WHAT THE TASK REQUIRES:
Skip the pictures. Transcribe the rest of the data below without changing a word.

DATA PROVIDED:
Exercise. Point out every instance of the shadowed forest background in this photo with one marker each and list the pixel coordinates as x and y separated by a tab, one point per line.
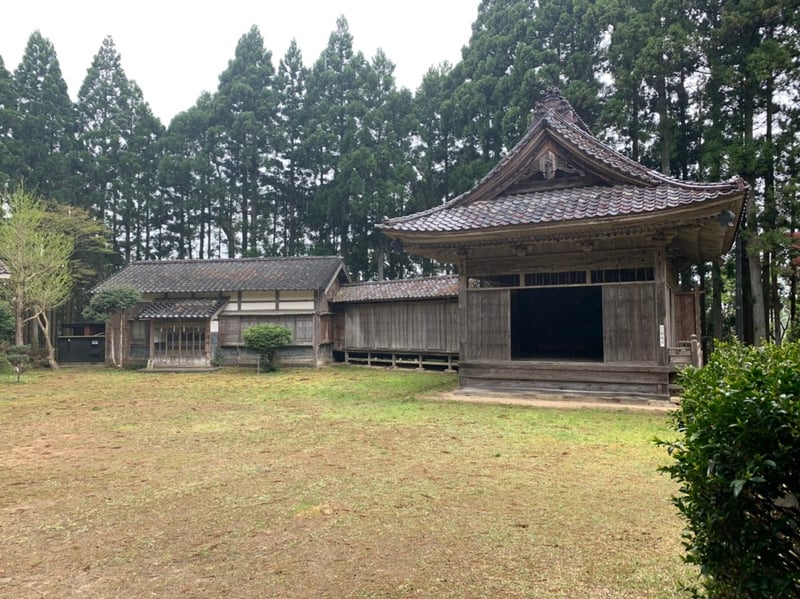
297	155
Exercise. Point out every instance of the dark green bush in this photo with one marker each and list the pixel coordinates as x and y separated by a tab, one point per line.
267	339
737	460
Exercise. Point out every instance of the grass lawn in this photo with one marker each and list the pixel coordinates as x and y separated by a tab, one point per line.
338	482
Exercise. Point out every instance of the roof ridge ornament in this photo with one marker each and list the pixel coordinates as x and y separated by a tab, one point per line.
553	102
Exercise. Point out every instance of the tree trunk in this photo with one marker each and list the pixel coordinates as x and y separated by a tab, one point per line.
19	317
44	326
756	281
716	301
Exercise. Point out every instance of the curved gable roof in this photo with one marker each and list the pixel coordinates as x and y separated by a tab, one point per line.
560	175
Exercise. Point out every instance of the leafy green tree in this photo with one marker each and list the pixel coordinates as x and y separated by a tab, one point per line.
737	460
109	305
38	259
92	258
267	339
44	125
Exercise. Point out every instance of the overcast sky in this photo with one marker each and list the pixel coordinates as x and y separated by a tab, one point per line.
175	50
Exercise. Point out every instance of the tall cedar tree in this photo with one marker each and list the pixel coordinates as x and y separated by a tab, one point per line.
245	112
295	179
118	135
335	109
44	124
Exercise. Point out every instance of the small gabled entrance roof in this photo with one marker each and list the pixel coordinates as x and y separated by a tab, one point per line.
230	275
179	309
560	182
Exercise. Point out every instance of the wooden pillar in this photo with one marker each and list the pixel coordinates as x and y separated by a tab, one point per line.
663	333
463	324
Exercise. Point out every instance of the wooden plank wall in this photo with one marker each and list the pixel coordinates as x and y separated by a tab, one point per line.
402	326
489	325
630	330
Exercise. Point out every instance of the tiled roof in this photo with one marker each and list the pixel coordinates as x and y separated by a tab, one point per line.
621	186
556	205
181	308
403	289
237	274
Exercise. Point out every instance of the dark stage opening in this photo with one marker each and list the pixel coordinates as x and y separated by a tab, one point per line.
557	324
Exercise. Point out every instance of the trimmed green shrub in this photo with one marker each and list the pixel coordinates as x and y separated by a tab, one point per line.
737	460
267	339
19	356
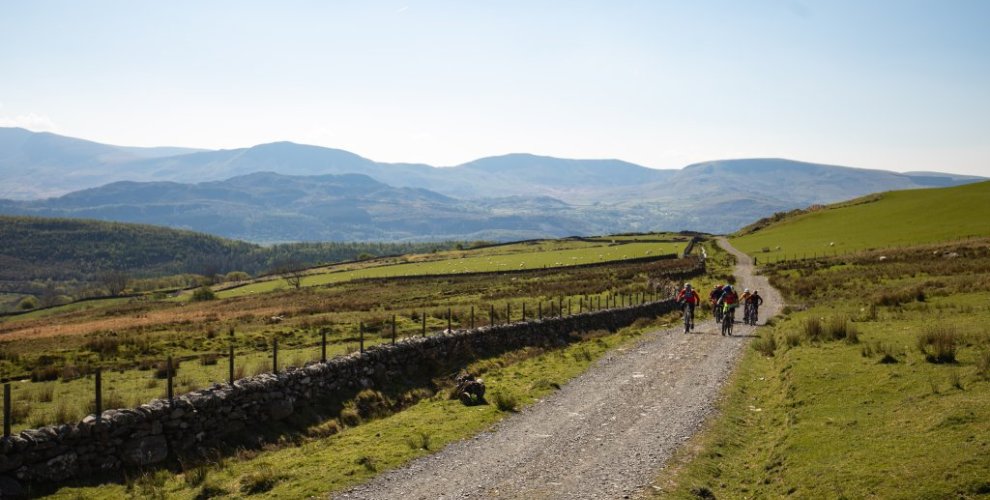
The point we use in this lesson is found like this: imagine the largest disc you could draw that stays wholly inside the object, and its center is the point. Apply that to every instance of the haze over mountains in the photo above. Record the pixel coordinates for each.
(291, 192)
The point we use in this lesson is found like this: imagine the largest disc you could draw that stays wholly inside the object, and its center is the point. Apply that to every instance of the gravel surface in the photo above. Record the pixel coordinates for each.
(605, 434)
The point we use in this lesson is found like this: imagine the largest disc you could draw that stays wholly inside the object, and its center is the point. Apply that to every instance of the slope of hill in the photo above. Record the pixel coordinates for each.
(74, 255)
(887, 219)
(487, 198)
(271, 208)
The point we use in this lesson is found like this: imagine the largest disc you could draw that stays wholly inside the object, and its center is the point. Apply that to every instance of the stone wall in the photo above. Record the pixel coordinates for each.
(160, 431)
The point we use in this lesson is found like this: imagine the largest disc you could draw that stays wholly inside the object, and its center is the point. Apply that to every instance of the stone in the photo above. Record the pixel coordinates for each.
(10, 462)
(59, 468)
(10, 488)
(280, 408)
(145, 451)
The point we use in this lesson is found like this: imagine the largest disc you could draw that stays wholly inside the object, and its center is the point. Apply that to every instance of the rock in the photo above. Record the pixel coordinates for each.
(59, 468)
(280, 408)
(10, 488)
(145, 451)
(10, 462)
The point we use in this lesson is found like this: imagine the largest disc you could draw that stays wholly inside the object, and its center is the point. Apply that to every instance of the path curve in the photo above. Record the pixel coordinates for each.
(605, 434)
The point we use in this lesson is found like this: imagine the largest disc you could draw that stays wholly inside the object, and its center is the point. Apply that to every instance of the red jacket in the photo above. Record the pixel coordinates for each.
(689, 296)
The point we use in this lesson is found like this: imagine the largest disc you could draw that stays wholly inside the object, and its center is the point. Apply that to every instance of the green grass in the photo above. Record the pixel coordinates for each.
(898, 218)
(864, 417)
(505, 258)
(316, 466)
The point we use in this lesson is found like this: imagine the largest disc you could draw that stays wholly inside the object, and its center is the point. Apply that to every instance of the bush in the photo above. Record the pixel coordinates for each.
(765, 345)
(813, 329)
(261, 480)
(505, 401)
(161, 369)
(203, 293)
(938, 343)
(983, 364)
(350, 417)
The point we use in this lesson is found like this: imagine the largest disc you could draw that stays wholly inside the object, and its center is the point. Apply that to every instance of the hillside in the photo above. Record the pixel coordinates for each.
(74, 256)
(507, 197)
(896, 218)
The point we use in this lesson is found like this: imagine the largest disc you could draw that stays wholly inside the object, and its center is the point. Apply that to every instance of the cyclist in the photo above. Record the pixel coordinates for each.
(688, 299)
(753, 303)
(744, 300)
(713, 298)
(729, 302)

FULL RESPONSE:
Exercise. Point out every instance of the shadowed forest background in this photo with one marker each and list the pixel coordinates as x and y separated by a tab, one point per line.
297	155
Exercise. Point out every instance of the dark green bush in this photo with one marker each and list the pixel coordinates as x and y separated by a tab, one point per line.
267	339
737	460
Exercise. Point out every instance of the grass lawn in this photo with one marker each and list the pixel coordinates as x and y separated by a tab, one point per line.
338	482
Exercise. Point out every instance of the roof ridge ornament in this photo with one marker each and list the pixel coordinates as x and y separated by a tab, one point per line.
553	102
Exercise. Point out every instance of the tree trunk in this photo with one marker each and list the pixel coordinates as x and y separated by a tab, one point per line.
19	317
44	326
756	281
716	301
Exercise. Point out every instance of the curved gable roof in this photo with one marker each and list the pixel coordinates as x and y separated by a tab, one point per line.
560	175
Exercise. Point out every instance of the leafy green tree in this photo with one marker each and list the pixel coordinates as x and y separated by a tab, one point per line.
737	460
109	305
38	259
92	258
267	339
44	125
Exercise. Point out every instance of the overcast sky in this photo with one marker each and list the pixel coordinates as x and y separated by a tab, one point per line.
175	50
Exercise. Point out every instance of the tall cedar tree in this photo with one marker each and list the pixel coordinates as x and y separated by a tab, one point per line.
245	112
295	179
118	135
335	109
44	124
Exercise. Point out every instance of the small gabled entrance roof in this photo with one marker each and list the pixel coordinates as x and y separated by a tab, one point per line.
230	275
179	309
560	182
Exercise. Point out every instance of the wooden pillar in this photo with one marker each and list the pixel coordinates as x and y separated by a tab, one point per line.
663	333
463	324
Exercise. Point out every instance of the wooden plank wall in this photo with one marker each and list the pixel coordinates as x and y separated by a tab, one point per line.
402	326
489	325
630	330
Exercise. Point out every instance of the tiled roof in this photo with one marker each and list the pixel coordinates as x and y separated by a tab, one point per line.
621	186
556	205
181	308
403	289
237	274
Exercise. Point out every instance of the dark stage opening in this photo with one marker each and list the pixel coordinates as x and y separated by a tab, one point per line.
557	324
Exercise. Point out every instance of the trimmed green shrub in this photo with one marker each and list the pixel coordinates as x and y separated by a tab, one point per line.
737	460
267	339
19	356
The point we use in this lesson is found like this: imagine the largest disc you could draw that stays wholly inside the object, and its center is the point. Apply that to every instance of the haze over mountains in the photo above. Record the pixel coordinates for each.
(291, 192)
The point we use in this lesson is found like this: imagine the largest disc you could draw that stays wholly inside the object, and its center is the point. Apply that to every instance of the gravel surface in the photo above. Record the pixel coordinates for each.
(605, 434)
The point we use in this lesson is found like this: imagine the largest disc you could draw that stays wholly inside the object, and its center is the point. Apply that to every instance of the slope of hill in the photo above. Record the pixel coordinates for each.
(74, 255)
(887, 219)
(487, 198)
(271, 208)
The point we use in this lesson is found like this: imagine the largest disc you could draw that stays wholly inside the object, and its center is the point. Apply that to every instance of the stone wall in the photo above. Record the pixel coordinates for each.
(160, 431)
The point we use in this lesson is found like this: imagine the largest disc you could draw that stays wholly inside the object, and its center is the point. Apply that to every instance of the stone in the photo above. Record the pixel coordinates for each.
(10, 462)
(59, 468)
(10, 488)
(280, 408)
(145, 451)
The point we use in this lesson is found like this: imagine the largest disc you could draw that stays wholly inside the object, and its center is the point. Apply that to every instance of the rock in the photo above. Record the pixel coordinates for each.
(59, 468)
(280, 408)
(10, 488)
(145, 451)
(10, 462)
The point we use in this lesson is found like this: imagine the largest disc you could draw that stays wholly inside the object, and its center is the point. Apply that to every instance of the path curve in the photo above. Record the pixel coordinates for each.
(605, 434)
The point we use in this lesson is found like this: imagine the largest disc you could draw that stays wholly inside the object, and its center is the point. Apply that to every instance of the red jacket in the photo above. Record the pixel coordinates for each.
(689, 296)
The point we use in this lesson is found like this: imagine the largest disc you could draw that stays wholly inside the object, and its center is the point. Apply that to every instance of the green grass in the photo above. Record the pixel coordinates for each.
(898, 218)
(864, 417)
(505, 258)
(316, 466)
The point we use in this lesson is found like this: imagine the largest disc you could draw that stays wholly inside the object, and its center is the point. Apply that to every instance of the bush in the photo above. Record the pixel coordinates for each.
(765, 345)
(813, 329)
(261, 480)
(505, 401)
(161, 369)
(203, 293)
(938, 343)
(983, 364)
(350, 417)
The point we use in this lesson is found like this: imagine the largest disc you could draw that stays wholly inside the object, and its center is the point. Apply that to every instance of the hillside in the photo above. Record the pixel coordinates for each.
(74, 256)
(507, 197)
(896, 218)
The point we use in this lesson is found like this: imagine the largest disc you could draw that stays wholly inside the object, and its center is the point. Apply that to every instance of the cyclist in the photo above. Record the pixel coordinates for each.
(688, 299)
(753, 303)
(744, 300)
(713, 298)
(729, 302)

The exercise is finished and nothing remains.